■ Task brief:
Could you repeat the records below, requests included, from the line containing "find the green" through the line containing "187 232 494 350", with 18 added to every bounding box coordinate in the answers, and give only those lines?

┄┄┄┄┄┄┄┄┄┄

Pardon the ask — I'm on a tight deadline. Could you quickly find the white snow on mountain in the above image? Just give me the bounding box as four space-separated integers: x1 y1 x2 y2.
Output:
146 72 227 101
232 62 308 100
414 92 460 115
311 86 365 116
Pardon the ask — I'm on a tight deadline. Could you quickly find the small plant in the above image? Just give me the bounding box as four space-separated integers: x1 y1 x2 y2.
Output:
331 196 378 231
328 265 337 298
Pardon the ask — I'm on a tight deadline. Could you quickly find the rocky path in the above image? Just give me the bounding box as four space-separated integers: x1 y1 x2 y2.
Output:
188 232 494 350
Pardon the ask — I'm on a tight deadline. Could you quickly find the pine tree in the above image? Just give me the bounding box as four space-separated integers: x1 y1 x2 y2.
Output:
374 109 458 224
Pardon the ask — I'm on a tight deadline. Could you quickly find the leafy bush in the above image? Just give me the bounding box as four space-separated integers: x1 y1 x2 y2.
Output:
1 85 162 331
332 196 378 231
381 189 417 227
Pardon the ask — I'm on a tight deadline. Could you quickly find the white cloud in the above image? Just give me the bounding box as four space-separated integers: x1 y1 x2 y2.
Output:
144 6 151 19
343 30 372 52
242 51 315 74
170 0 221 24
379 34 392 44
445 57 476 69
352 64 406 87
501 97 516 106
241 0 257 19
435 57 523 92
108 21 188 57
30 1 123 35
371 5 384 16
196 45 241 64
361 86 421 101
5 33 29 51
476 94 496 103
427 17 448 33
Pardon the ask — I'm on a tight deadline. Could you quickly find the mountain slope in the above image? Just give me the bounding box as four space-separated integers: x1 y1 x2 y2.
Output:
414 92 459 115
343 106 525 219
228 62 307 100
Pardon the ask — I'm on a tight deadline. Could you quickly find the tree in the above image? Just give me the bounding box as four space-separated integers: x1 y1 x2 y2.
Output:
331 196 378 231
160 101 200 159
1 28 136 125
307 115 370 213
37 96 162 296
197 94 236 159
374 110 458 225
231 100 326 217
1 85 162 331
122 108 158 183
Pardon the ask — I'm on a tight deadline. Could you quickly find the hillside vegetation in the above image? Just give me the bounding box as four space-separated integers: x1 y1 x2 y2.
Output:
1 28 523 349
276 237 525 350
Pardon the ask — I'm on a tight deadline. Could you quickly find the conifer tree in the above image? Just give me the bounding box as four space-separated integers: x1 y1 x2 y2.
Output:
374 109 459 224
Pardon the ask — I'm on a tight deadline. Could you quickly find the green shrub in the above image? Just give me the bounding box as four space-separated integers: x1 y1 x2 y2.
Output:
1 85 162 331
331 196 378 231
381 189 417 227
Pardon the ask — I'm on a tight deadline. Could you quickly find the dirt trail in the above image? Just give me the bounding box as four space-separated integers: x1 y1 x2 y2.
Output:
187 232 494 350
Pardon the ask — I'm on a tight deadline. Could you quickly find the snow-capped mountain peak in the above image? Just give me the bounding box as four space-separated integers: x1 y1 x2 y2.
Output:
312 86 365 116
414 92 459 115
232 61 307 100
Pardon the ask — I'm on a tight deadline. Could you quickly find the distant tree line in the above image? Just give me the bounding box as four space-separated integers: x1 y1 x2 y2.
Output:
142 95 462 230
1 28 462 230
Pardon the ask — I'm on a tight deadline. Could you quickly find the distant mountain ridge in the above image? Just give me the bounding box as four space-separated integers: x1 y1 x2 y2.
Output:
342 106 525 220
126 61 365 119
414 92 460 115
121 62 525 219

┄┄┄┄┄┄┄┄┄┄

■ Written response:
Pardon the ask — I'm on a tight deadline. Could you quickly find the green shrub in the above image? Just give me the bounding box as four space-separated integers: x1 y1 x2 y2.
Output:
19 103 180 349
349 214 396 249
399 207 435 245
Pardon the ask — I'm on a tight deadline. Could you quickly find the dirt trail in the above image? Just give me the bounding box as four space-separated integers: x1 y1 x2 y2.
Output:
205 250 512 368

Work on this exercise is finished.